## Task set
1. Translate this sentence from the symposium report into Spanish: "Participants were encouraged to bring out the child in them by warming up with a page of ‘mistakes’."
2. Copy the part of the symposium report from "Paul Wang’s workshop" to "the day ahead.", but switch "smudges" to "blots".
3. Resume the symposium report after its last sentence and keep writing.

## Supplied text
[Start of Attachment]

Day 2: Happy mistakes, cityscapes made easy, intimate sketches and more

[By Béliza Mendes, Symposium Correspondent in Chicago, USA] 

The first day of workshops was hectic to say the least. Wes, Vincent and I each have our workshops to cover and today I went to see what was happening with Paul Wang, James Richards and Asnee Tasna.

Paul Wang’s workshop called ‘Sketching dangerously – Turning happy mistakes into expressive movement’, was all about taking advantage of mistakes like smudges, wrong lines, dripping, and turn them into opportunities to make sketches more vibrant. Participants were encouraged to bring out the child in them by warming up with a page of ‘mistakes’. A certainly freeing concept, I left the workshop with a much more relaxed attitude towards sketching and the day ahead.

[End of Attachment]

## Raw data
[Start of Attachment]

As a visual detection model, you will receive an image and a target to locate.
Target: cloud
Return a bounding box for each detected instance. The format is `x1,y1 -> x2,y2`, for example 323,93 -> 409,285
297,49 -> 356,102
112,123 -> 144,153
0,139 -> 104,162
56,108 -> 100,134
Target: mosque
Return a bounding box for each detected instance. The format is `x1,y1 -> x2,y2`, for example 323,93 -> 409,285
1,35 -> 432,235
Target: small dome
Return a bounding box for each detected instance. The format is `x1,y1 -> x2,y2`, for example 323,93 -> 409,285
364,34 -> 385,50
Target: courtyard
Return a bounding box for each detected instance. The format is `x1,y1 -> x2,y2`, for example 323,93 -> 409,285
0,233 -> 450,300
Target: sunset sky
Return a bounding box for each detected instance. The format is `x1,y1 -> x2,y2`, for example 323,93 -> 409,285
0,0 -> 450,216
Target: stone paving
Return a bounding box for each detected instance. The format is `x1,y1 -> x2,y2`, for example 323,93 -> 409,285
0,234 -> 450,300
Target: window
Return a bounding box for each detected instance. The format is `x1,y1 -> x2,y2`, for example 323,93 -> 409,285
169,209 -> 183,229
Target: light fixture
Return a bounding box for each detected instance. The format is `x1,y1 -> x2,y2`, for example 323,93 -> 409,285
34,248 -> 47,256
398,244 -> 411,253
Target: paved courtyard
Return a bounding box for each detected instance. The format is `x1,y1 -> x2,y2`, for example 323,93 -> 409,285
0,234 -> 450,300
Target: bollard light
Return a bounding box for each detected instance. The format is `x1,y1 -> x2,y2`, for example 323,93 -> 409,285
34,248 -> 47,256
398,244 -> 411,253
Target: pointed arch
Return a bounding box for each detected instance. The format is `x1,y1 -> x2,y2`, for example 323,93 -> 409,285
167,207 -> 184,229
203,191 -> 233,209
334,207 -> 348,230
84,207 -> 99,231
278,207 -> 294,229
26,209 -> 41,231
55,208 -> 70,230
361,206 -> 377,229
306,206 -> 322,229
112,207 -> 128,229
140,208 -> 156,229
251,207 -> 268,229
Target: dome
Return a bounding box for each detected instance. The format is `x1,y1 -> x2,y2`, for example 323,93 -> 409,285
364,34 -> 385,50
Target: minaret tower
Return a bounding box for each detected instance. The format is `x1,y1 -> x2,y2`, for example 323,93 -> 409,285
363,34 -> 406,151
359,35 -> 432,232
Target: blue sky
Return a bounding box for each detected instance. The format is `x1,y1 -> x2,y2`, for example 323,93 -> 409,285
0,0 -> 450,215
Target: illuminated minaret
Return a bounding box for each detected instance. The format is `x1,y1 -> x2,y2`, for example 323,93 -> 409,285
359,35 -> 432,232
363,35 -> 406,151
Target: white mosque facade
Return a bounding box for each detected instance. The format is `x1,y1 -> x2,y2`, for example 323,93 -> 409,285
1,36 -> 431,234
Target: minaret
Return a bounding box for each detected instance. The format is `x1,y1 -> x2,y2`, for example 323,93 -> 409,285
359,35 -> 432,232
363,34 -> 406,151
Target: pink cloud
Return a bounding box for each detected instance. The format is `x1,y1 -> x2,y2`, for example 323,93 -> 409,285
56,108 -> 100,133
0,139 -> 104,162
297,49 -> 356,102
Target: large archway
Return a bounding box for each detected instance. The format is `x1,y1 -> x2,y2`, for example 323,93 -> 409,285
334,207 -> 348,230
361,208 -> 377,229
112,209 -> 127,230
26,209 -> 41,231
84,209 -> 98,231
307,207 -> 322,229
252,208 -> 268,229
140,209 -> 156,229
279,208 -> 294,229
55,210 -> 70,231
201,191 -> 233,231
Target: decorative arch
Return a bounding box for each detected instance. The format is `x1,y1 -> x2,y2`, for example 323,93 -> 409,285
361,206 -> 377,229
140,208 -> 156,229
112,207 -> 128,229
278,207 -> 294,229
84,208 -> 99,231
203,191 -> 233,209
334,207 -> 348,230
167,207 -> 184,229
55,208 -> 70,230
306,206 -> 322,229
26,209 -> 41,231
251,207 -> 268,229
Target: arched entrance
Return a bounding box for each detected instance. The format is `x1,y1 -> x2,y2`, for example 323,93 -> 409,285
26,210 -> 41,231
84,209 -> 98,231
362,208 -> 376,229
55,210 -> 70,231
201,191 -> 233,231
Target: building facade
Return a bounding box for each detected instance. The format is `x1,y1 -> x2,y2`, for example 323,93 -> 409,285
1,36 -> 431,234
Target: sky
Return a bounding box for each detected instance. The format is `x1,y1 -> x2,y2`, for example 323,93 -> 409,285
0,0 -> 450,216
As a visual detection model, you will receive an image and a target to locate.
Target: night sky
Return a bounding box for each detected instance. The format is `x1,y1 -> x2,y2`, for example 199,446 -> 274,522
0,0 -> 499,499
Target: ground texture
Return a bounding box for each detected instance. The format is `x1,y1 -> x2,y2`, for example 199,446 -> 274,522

[End of Attachment]

## Answers provided
1. Se animó a los participantes a sacar el niño que llevan dentro calentando con una página de ‘errores’.

2.
Paul Wang’s workshop called ‘Sketching dangerously – Turning happy mistakes into expressive movement’, was all about taking advantage of mistakes like blots, wrong lines, dripping, and turn them into opportunities to make sketches more vibrant. Participants were encouraged to bring out the child in them by warming up with a page of ‘mistakes’. A certainly freeing concept, I left the workshop with a much more relaxed attitude towards sketching and the day ahead.

3.
When I arrived at James Richard’s workshop, ‘The grand illusion: achieving a dramatic sense of depth’, he was advising participants individually on how to improve their sketches. Tirelessly giving tips on how to express depth, and showing examples form his sketches, from fellow urban sketchers’ work and even from great masters, James appeared like the fountain of knowledge and wisdom any sketcher would love to learn from.

One show and tell later and I was on my way to the Asnee Tasna’s workshop location.

Asnee’s workshop has a pretty self-explanatory title: ‘Penciling Chicago Capturing the modern cityscape in gray scale with flat tip lead pencils’. When I arrived, participants were busy sketching the cityscape in pencil, making sure not to go too much into detail and focus more on values instead.

I was invited to try the exercise myself, so I added the cityscape in pencil to my sketch (see sketch above).

Participants I spoke with were enthusiastic about this exercise and so was I. This is definitely a fun way to deal with a very complicated subjectmatter.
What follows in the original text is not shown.